The recent years have witnessed Government regularly raising MSP (minimum support price) for crops. This enables Government agencies to purchase directly from farmers at MSP-thus providing them better returns. However, procurement of non-perishable items have to be increased-this serves the dual objectives of 1) ensuring better returns for farmers and 2) checking price rise (and if effect, Inflation) by releasing these excess stocks during times of shortages. Higher procurement by Government agencies directly from farmers could effectively ensure eliminate the middlemen – A MAJOR CAUSE OF EXPLOITATION OF FARMERS AND PRICE RISE FOR ULTIMATE CONSUMERS.

Stringent quality control measures for warehouses are needed apart from increasing their capacity. The first step would be more appropriate for exports so that cases of rejections are not there. The second step is critical to stop crop damage due to a lack of adequate storage space.

Indian farming is still dependent mainly on the Monsoon factor. More up-gradation for the forecasting agency, the IMD (Indian Meteorological Department) is needed. Better and timely decision making for farmers as to which crop to sow would be beneficial not only for them but also Bankers (who provide loans) and in effect, benefit the Indian economy as a whole.

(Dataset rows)

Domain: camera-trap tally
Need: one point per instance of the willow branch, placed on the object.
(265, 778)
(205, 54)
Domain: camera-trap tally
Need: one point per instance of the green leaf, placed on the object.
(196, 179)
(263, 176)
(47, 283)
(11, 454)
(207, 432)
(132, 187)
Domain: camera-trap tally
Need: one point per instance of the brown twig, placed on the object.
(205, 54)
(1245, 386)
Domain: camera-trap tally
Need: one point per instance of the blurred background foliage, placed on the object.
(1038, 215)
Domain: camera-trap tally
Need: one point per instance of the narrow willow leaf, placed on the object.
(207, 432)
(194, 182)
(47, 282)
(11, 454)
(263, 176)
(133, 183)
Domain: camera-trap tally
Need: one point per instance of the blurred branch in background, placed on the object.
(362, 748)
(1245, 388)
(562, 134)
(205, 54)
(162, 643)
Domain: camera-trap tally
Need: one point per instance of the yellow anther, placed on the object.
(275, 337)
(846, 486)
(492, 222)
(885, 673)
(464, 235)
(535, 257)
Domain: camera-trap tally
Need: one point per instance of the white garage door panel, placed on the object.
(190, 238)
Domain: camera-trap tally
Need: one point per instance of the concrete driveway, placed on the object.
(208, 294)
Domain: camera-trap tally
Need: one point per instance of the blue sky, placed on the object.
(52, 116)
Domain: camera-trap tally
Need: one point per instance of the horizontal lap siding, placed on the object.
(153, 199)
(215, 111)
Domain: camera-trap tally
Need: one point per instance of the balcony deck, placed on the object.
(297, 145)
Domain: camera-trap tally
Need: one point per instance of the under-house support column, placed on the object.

TASKS AND EXERCISES
A. List every group of people named in the passage on Indian agriculture, leaving out government bodies.
B. Answer these questions using the passage on Indian agriculture:
(i) What does IMD stand for?
(ii) What does the passage say Indian farming still depends on mainly?
(iii) Besides better returns for farmers, what other objective does increased procurement of non-perishable items serve?
C. Write the next part of the passage on Indian agriculture, picking up after its final sentence.

RESPONSE LIST
A.
farmers
middlemen
ultimate consumers
Bankers

B.
(i) Indian Meteorological Department
(ii) The Monsoon factor
(iii) Checking price rise by releasing the excess stocks during times of shortages

C.
Exports are highly lucrative and can help raise farmer income significantly. For that, newer markets need to be developed. More export incentives need to be given so that farmers can avail of more benefits and export demand too rises. This would attract farmers to not only raise agricultural output but also focus on quality aspects, which remain critical while exporting. More focus on the education part is also needed for that. From a long term point of view, a vision to create more educational Institutes for agriculture must be developed. Focus on R & D, rural health and education will ensure a long term benefit for farmers. Again focus on farmer education is needed so that they can be encouraged to shift to other more lucrative activities like animal husbandry, fisheries etc. that are less dependent on the Monsoon factor.

The government needs to focus on allowing FIIs and banking sectors in the Commodities Futures markets (with proper rules and regulations). This will ensure higher liquidity-resulting in better price realizations for farmers and traders, lesser speculation and improved procurement activities. Strong growth of the Exchanges is needed to help farmers get a reliable platform to sell their produce.

E-NAM (Electronic national Agricultural Market), that was started as a pan-India electronic trading portal for providing better price discovery through a transparent auction process based on the quality of produce along with timely online payment. However, the concept needs to percolate more into the system so that more and more farmers and traders are able to take advantage of that. This additionally reduces the costs with the elimination of middlemen.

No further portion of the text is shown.